## EXCERPT PROVIDED

━━━━━━━━━━━━━━━━━━━━

‘Women do like sex… if it’s done well’ 

The Fifty Shades trilogy made its author E L JAMES a multimillionaire – and inspired British women to rediscover their sexuality. Elizabeth Day meets the queen of the sex scene

‘As a middle-aged woman, I am invisible. and I love that’

A few years ago, Erika Leonard called up her local car dealership. She was not in the market for a new vehicle. Instead, she had a specific purpose in mind. She introduced herself as a romantic novelist to the man in sales and said she needed to know the answer to a particularly urgent question.

‘I said, “Could you have sex in the front of an Audi R8?” Because I’d never been in one. And he said, “Absolutely not. No, you can’t do that.” And I thought, “Oh. OK.”’

Curiosity sated, Erika put down the phone and returned to her laptop in her West London study. She tried removing the sex scene between her protagonist Christian Grey and his romantic conquest Anastasia Steele that took place in his glossy black Audi R8. But it didn’t quite work. Erika wasn’t satisfied. She knew her readers wouldn’t be either. She wanted that sex scene in the book. So Erika took matters into her own hands. A few days later, she went to the West London Audi garage in person, ‘and there was a beautiful black R8 on display and I said, “Can I just get in the car?” So I sat in it and said, “You could totally have sex in here. There’s enough room.” Then I went back and rewrote it.’

That book, complete with sex scene in the leather-upholstered front of an Audi R8, was Fifty Shades Freed. It was the final instalment in an erotic fiction trilogy that had started with Fifty Shades of Grey, which became a literary sensation when it was published in 2011. It began as Twilight fan fiction – Erika had loved the teen vampire movies so much that she had taken to her laptop to bash out erotic encounters with fictional characters and she soon discovered that she had a talent for it. She was working three days a week in TV production at the time but, disillusioned with her day job, she decided to pour all her fantasies on to the keyboard.

━━━━━━━━━━━━━━━━━━━━

(Excerpts from a detection dataset)
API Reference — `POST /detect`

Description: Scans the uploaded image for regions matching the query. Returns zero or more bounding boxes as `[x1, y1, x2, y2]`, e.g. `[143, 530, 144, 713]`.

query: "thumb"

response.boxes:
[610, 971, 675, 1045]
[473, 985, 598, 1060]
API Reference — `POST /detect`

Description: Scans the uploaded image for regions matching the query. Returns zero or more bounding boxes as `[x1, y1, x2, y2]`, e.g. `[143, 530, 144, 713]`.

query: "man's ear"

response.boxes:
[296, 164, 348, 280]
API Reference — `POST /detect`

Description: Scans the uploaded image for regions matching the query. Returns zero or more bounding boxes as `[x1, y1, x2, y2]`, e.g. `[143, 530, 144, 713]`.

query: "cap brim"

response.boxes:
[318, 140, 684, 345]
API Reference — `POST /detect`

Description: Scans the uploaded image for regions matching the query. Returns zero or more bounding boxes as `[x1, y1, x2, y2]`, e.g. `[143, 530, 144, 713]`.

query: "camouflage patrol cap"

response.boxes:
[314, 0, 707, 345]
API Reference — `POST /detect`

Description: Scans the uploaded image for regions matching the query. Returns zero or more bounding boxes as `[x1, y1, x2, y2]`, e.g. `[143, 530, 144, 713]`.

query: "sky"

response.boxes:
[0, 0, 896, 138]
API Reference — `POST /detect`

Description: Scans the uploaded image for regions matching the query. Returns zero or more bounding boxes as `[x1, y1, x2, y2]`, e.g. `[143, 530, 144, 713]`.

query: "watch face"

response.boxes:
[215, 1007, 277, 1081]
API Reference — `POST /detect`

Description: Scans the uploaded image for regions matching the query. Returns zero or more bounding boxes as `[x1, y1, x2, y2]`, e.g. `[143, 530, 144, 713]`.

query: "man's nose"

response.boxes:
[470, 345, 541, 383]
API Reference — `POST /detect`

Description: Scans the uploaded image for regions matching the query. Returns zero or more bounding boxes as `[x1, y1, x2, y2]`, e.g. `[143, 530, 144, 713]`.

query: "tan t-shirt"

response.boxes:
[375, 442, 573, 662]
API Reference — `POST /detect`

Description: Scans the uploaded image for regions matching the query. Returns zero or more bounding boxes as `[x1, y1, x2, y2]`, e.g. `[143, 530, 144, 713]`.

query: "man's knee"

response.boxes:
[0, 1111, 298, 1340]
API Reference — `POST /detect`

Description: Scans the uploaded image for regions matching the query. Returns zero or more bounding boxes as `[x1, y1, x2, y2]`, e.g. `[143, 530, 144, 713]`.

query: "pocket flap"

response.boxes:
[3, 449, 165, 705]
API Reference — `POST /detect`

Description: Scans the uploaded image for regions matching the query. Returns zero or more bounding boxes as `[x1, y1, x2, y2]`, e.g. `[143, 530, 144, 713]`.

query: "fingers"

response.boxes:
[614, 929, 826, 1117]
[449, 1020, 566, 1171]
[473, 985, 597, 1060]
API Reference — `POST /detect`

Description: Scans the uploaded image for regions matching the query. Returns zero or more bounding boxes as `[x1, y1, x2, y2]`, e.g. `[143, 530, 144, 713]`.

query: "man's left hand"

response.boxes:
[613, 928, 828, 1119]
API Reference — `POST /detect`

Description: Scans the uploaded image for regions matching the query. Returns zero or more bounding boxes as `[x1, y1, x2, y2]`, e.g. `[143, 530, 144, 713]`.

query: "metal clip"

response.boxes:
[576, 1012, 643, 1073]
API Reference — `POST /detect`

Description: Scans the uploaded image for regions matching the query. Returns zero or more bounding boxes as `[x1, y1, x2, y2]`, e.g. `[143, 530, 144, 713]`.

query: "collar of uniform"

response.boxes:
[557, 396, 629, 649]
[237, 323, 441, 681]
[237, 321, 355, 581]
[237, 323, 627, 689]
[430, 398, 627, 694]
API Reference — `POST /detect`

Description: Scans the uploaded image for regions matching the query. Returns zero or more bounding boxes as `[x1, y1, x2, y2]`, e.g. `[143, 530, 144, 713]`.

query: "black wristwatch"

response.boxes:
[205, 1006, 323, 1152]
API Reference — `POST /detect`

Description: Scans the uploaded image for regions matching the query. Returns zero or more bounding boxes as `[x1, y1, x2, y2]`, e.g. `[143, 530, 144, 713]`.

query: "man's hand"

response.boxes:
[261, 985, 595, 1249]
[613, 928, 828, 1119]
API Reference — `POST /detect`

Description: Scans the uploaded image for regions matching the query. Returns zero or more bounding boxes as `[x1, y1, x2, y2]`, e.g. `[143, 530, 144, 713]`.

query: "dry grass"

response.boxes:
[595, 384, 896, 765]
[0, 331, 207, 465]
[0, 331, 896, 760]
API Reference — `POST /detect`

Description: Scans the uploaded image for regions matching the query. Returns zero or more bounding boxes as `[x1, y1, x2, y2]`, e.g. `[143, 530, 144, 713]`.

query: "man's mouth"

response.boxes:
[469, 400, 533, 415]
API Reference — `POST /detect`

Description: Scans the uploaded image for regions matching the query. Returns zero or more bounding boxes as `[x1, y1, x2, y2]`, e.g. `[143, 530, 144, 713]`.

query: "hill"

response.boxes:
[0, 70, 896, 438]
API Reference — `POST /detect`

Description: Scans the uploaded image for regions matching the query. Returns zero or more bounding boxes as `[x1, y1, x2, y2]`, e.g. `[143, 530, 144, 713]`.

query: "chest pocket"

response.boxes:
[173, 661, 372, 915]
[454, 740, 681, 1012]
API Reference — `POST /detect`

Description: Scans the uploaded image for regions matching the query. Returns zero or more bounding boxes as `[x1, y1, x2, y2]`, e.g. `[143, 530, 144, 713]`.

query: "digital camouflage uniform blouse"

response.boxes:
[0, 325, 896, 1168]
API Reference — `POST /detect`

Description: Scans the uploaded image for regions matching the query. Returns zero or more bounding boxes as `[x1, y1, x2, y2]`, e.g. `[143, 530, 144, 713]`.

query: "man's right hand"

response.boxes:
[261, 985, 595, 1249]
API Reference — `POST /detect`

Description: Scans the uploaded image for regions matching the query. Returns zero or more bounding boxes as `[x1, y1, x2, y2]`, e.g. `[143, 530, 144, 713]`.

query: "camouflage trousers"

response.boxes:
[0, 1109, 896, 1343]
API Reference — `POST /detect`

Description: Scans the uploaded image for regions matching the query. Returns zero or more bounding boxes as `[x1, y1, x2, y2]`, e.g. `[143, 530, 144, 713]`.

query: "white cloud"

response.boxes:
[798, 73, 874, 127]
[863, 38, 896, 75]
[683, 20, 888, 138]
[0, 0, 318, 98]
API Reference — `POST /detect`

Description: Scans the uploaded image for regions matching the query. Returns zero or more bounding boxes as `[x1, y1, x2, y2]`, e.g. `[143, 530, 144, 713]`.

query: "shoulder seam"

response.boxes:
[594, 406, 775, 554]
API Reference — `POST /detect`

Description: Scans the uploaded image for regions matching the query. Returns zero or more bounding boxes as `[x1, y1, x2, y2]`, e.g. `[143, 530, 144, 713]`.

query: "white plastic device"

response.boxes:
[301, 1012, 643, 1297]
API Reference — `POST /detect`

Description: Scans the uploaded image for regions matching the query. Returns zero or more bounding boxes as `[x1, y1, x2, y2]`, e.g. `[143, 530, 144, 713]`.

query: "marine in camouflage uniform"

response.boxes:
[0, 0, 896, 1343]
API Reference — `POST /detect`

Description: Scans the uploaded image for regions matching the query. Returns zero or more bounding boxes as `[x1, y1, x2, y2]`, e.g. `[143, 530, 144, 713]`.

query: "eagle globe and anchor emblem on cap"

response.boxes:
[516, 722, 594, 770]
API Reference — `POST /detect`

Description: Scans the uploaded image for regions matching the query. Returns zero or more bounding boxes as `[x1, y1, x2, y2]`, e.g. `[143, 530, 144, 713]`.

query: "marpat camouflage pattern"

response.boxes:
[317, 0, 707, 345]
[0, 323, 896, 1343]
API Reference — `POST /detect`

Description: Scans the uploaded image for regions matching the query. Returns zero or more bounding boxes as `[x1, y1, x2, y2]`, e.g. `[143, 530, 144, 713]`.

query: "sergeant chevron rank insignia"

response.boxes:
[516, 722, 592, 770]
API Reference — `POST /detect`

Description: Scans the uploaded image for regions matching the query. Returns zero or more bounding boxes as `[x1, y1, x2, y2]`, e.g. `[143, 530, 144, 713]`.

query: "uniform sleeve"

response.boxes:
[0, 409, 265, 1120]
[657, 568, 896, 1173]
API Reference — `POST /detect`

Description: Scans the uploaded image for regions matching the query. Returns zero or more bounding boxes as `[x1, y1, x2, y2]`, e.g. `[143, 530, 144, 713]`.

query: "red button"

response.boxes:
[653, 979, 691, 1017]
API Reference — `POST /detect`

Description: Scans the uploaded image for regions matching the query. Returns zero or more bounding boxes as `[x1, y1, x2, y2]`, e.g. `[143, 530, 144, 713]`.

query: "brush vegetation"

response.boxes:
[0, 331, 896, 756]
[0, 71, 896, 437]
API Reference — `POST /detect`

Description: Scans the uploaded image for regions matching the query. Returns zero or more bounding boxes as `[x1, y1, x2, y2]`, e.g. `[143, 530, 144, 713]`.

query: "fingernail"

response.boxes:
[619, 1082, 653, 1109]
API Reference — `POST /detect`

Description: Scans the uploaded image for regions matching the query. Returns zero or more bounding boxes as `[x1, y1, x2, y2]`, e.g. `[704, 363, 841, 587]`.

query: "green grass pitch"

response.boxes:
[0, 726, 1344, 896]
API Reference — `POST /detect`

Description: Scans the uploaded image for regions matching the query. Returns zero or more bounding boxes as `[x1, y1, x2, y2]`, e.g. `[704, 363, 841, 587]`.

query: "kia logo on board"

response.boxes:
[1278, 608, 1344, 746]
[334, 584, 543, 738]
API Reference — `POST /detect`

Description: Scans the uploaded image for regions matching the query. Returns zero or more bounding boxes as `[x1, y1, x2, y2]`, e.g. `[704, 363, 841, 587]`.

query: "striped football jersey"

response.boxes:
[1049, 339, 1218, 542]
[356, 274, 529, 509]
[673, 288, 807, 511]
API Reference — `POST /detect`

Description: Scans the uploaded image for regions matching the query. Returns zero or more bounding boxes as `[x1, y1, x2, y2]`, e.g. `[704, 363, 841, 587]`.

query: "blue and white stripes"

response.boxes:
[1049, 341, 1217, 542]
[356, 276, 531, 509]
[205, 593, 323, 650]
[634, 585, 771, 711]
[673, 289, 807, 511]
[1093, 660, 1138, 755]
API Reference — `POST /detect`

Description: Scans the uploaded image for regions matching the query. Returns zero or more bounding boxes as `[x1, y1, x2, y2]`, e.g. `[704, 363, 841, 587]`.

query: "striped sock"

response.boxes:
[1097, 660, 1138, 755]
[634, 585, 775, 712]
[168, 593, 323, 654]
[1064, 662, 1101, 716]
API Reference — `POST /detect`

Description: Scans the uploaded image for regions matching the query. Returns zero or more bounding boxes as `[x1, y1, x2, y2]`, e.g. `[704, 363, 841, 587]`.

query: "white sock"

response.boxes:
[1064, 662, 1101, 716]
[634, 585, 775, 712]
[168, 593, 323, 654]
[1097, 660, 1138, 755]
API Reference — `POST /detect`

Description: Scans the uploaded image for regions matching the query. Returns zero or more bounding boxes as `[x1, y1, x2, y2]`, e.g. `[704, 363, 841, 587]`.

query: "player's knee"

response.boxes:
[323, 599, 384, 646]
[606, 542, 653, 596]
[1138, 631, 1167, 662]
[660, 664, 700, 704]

━━━━━━━━━━━━━━━━━━━━

## JOBS
a – According to the profile of E L James, why did Erika Leonard go to the West London Audi garage in person after the salesman said sex in an R8 was impossible? Answer in one to three sentences.
b – Resume the profile of E L James after its last sentence.
None of the data is needed here.

## PER-TASK ANSWERS
a – She tried removing the sex scene set in Christian Grey's Audi R8, but it didn't quite work, and she wasn't satisfied. She wanted the scene in the book, so she went to sit in the car herself and see whether there was enough room.

b –
Fifty Shades of Grey

Fifty Shades of Grey

‘I got to the stage where I had two teenage boys and a husband who were just doing their own things,’ she says now. ‘And I was slogging away working in telly. I thought, “Is this it?” and I suddenly found this passion.’

Fifty Shades was originally self-published. It struck a chord with women around the world, many of whom took advantage of the new ebook reader trend to lose themselves in breathless renditions of kinky sex without anyone on the morning commute being any the wiser. Soon broadsheet newspapers were publishing articles entitled ‘Why Does Fifty Shades of Grey Turn British Women On?’ and various academics were wheeled out to talk earnestly about how Erika (under the pen name E L James) had made it permissible for women to indulge their sexual imaginations without shame.

By August 2012, the book was more popular than The Highway Code, shifting 5.3 million copies in its first year and becoming the UK’s fastest-selling paperback of all time. Demand was so high in America that it caused paper shortages and lumber mills in Canada started rehiring laid-off workers. The two sequels – Fifty Shades Darker and Fifty Shades Freed – continued to explore the relationship between Christian, a businessman with a taste for BDSM (bondage, dominance, sadism and masochism – and, yes, I had to look that up) and Ana, a college graduate. Combined, they sold more than 125 million copies worldwide and were adapted into a highly successful film franchise starring Jamie Dornan and Dakota Johnson.

That level of success would go to most people’s heads. Which is why it is such a pleasant surprise to walk into Erika’s agent’s office in Central London and find an entirely unaffected, grounded and nervous 56-year-old woman with dark hair neatly cut in a fringe, wearing an LK Bennett scarf. There is no hint of the diva about her.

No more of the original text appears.